(Dataset records)
[Begin]
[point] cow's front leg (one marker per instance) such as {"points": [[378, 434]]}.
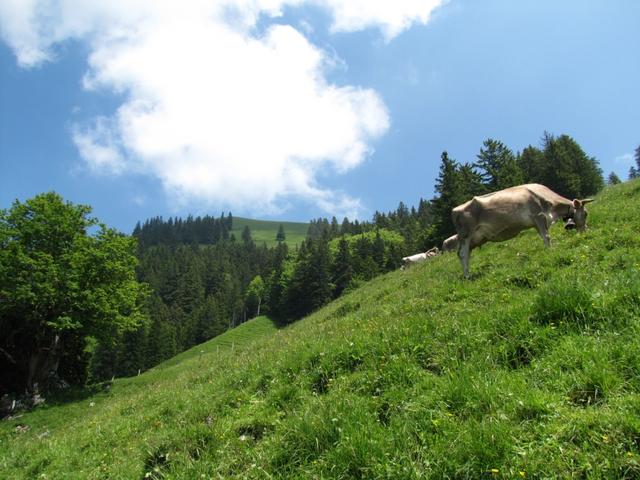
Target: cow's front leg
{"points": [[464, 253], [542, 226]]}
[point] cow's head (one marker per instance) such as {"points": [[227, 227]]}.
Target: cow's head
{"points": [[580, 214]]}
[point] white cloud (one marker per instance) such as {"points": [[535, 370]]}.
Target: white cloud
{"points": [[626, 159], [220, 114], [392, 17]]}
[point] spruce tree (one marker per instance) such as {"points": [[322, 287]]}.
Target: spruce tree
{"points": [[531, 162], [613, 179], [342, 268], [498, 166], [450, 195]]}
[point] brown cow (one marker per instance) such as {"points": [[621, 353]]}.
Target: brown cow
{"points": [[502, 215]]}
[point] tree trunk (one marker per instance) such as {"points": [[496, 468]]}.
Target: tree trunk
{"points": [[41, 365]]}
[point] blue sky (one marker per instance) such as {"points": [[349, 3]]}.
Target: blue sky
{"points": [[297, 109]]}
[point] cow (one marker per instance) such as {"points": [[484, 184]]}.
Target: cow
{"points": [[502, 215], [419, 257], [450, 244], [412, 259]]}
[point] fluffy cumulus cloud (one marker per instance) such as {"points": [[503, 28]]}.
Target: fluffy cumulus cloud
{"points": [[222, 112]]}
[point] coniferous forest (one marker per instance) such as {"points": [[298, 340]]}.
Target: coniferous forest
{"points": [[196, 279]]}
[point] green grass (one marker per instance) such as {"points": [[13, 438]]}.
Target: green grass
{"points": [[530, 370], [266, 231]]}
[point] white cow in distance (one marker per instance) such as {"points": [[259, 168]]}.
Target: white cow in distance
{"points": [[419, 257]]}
[End]
What you should do | Reproduce all of the records above with "one marker per instance" switched to "one point per instance" wherever it occurs, leaving everything else unchanged and omitting the pictures.

Exercise answer |
[point] cow's front leg (one point per instance) such as {"points": [[378, 434]]}.
Target: cow's front leg
{"points": [[464, 253], [542, 226]]}
[point] cow's head (one point per instance) such as {"points": [[227, 227]]}.
Target: cow's head
{"points": [[580, 214]]}
[point] white cloud (one point per instance) such as {"points": [[535, 370]]}.
Target: white cloud
{"points": [[626, 159], [220, 114], [392, 17]]}
[point] spruce tree (one point per instance) such as {"points": [[322, 287]]}.
Target: spruce tree
{"points": [[531, 162], [613, 179], [342, 268], [498, 166], [450, 195]]}
[point] brown cow (one point per instance) such as {"points": [[621, 353]]}.
Target: brown cow
{"points": [[502, 215]]}
[point] tree trunk (one point per instance) such as {"points": [[496, 468]]}.
Target: tree trunk
{"points": [[41, 365]]}
[point] blue sky (one point per instance) such as {"points": [[349, 3]]}.
Target: blue sky
{"points": [[297, 109]]}
[point] cow (one point per instance) such as {"points": [[484, 184]]}.
Target: cow
{"points": [[502, 215], [419, 257], [450, 244], [412, 259]]}
[point] fluffy cumulus cloud (one point per instance) such as {"points": [[503, 28]]}.
Target: fluffy cumulus cloud
{"points": [[222, 112]]}
[point] coniferous forest (one point per instance) such as {"points": [[298, 340]]}.
Target: coniferous forest
{"points": [[196, 279]]}
[point] green grass (one point per instance) such as {"points": [[13, 438]]}.
Target: green grass
{"points": [[530, 370], [266, 231]]}
[point] white cow in distance (one point per instance) such as {"points": [[259, 168]]}.
Target: white cow in distance
{"points": [[419, 257]]}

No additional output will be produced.